Given data:
Content starts
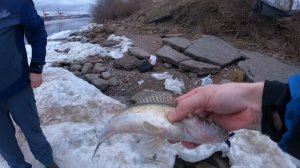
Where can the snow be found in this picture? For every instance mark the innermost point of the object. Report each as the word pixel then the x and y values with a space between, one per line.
pixel 175 85
pixel 60 35
pixel 81 51
pixel 90 27
pixel 73 113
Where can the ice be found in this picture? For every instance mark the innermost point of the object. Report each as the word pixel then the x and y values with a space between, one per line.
pixel 60 35
pixel 73 113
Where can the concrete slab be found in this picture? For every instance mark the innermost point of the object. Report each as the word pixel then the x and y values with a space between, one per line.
pixel 199 68
pixel 178 43
pixel 260 67
pixel 213 50
pixel 168 54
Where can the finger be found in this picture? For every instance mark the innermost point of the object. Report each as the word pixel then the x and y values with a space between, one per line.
pixel 189 145
pixel 172 141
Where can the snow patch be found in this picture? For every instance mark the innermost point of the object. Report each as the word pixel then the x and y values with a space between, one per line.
pixel 118 51
pixel 60 35
pixel 175 85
Content ends
Task instructions: Please return exactly the lines from the one containing "Where can the concrete" through the end of the entries above, adding no other line.

Written response:
Where can the concrete slab be found in this picture? For every instance mark the innermost point of the object. Report each as the word pixel then the x and y values with a space between, one per line.
pixel 199 68
pixel 178 43
pixel 260 67
pixel 213 50
pixel 168 54
Where can the finger be found in this picture? For every instance mark the innermost point of the object. Report each as the word pixel then the x and y values with a space between, one per line.
pixel 189 145
pixel 172 141
Where can the snow patch be found in this picture? For every instance mark the innermost point of the object. Report each as the word pixel then the x and y values with a space between, one per line.
pixel 118 51
pixel 60 35
pixel 175 85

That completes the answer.